DIRECTION A:
Answer these questions about the post on octree traversal in a compute shader. Give one answer per line, marked the same way.
(i) What frame rate does the poster report getting after the traversal produces an image?
(ii) How many entries does the travStack array hold?
(iii) Which two functions fail to synchronize the shared stack?

I am trying to traverse my octree in my compute shader in GLSL (v450) using the revelles algorithm with ray marching in real-time. I have managed to traverse it and I get an image but my fps is extremely low, around 0-5 fps. As the algorithms pseudocode is a recursive one I have converted it into a loop using a stack (as GLSL does not allow for recursion). The problem is that as soon as I make this loop non dynamically uniform I get this huge fps drop of about 30-40.
I can get this fps back up if I use the shared attribute on my stack, only available in compute shaders on global variables:
shared struct stack{
float tx0;
float tx1;
float ty0;
float ty1;
float tz0;
float tz1;
float txm;
float tym;
float tzm;
int currNode;
int node;
}travStack[10];
enabling it to be shared and used amongst all the threads in my workgroup. The issue is that I can not synch these with the barrier() and/or memoryBarrierShared() functions as it seems they need the loop to be dynamically uniform (see under shared variables www.opengl.org/wiki/Compute_Shader). As I can't synch, the image becomes pixelated and flickers.
Is there a way to convert this algorithm into a dynamically uniform loop? Why does the fps drop when the loop becomes non dynamically uniform?
Below is my code of the main loop.

SOURCE RECORDS:

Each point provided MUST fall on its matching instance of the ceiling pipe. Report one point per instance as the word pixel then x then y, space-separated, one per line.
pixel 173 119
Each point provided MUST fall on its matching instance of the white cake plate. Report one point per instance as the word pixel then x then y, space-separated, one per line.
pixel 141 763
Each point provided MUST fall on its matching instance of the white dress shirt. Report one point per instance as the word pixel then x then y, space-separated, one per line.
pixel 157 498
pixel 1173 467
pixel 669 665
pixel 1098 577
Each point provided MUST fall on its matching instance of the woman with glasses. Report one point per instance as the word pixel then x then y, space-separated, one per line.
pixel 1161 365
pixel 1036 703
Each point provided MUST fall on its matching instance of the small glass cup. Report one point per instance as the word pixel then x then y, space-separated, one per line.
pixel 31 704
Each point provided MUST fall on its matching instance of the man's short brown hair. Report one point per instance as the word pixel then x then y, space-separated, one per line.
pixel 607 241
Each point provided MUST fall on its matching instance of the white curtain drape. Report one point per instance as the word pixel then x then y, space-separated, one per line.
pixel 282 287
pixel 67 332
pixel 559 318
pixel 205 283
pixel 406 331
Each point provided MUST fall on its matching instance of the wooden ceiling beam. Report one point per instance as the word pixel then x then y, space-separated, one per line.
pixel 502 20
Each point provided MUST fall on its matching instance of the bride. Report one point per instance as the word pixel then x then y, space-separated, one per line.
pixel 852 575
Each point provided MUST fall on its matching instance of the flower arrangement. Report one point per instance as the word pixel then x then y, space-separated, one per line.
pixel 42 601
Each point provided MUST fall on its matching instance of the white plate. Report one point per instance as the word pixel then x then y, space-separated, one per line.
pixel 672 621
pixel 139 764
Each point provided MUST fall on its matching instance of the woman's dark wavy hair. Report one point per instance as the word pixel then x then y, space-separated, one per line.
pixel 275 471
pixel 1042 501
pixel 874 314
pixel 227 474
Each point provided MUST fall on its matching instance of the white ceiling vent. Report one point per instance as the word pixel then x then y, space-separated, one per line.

DIRECTION B: Render the records as a numbered list. Include everything from the start of the records down to and including the line containing "pixel 141 763", and leave out blank lines.

EXERCISE RESULT A:
(i) Around 0-5 fps.
(ii) 10.
(iii) barrier() and memoryBarrierShared().

EXERCISE RESULT B:
1. Each point provided MUST fall on its matching instance of the ceiling pipe. Report one point per instance as the word pixel then x then y, space-separated, one per line.
2. pixel 173 119
3. Each point provided MUST fall on its matching instance of the white cake plate. Report one point per instance as the word pixel then x then y, space-separated, one per line.
4. pixel 141 763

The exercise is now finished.